[Tasks to perform]
a. Retype the interview about Alone With The Unknown word for word, starting at "The journey became" and stopping after "often remains mysterious.".
b. Pick up the interview about Alone With The Unknown at the end of its last sentence and keep writing it.

[Document section]
•••
The journey became less about two individual artistic voices meeting in the middle and more about creating a singular world together one where Nick could support and elevate my vision as a producer, while helping shape the sound of Alone With The Unknown into what it has become.
Q8. Alone With The Unknown explores love, longing, myth, memory, and unseen forces. What connects those ideas across the record?
For me, Alone With The Unknown is about existing within uncertainty. It’s about recognising that we’re part of something much bigger than ourselves, even if we can’t fully understand it. On one level, it’s a deeply personal record, but on another, it’s about universal human experiences: searching for meaning, connection, and beauty in a world that often remains mysterious.
That tension between the intimate and the infinite is what ties the album together, with lyrics, melody and shimmering chords. It’s an exploration of humanity, fragility, and the unseen forces that shape our lives, whether we recognise them or not.

Q9. You are playing BST Hyde Park supporting Duran Duran and Scissor Sisters. How does this new material shift when placed on a stage that scale?
My hope is that when these new songs are performed on stage, they resonate with people just as deeply as they do in more intimate moments when someone is listening alone through headphones, on the train, at work, or simply moving through their everyday life. I want them to retain that intimacy.
•••
[Provided material]

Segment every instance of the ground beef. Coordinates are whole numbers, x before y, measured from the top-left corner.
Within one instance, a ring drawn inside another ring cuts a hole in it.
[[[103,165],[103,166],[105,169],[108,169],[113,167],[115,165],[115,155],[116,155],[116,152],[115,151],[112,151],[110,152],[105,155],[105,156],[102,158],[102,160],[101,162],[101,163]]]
•••
[Exercise answers]
a.
The journey became less about two individual artistic voices meeting in the middle and more about creating a singular world together one where Nick could support and elevate my vision as a producer, while helping shape the sound of Alone With The Unknown into what it has become.
Q8. Alone With The Unknown explores love, longing, myth, memory, and unseen forces. What connects those ideas across the record?
For me, Alone With The Unknown is about existing within uncertainty. It’s about recognising that we’re part of something much bigger than ourselves, even if we can’t fully understand it. On one level, it’s a deeply personal record, but on another, it’s about universal human experiences: searching for meaning, connection, and beauty in a world that often remains mysterious.

b.
The challenge and excitement, is finding a way to expand the world of the songs without losing their emotional core. Performing at BST Hyde Park brings an incredible sense of achievement, but I want the audience to still feel invited into the world of the record, a world that accepts them. I want people to find their own stories in the songs, and to feel connected to the themes that run throughout the album.
Q10. FM PRO TECH Q: When building the sonic identity of Alone With The Unknown, how did you balance atmosphere, melody, vocal character, and visual mood into one coherent world?
I think that’s really the art of production. Building a record is about creating a universe one where atmosphere, melody, vocal character, lyrical intention, and visual identity all serve the same narrative. For me, a song begins as something very small: an idea, a feeling, a line, a chord progression, or a melody.
From there it evolves into a track, and eventually into something that’s performed and experienced by an audience. Production is the foundation that allows all of those elements to connect and grow into a coherent world. The title itself, Alone With The Unknown, became a framework for everything else.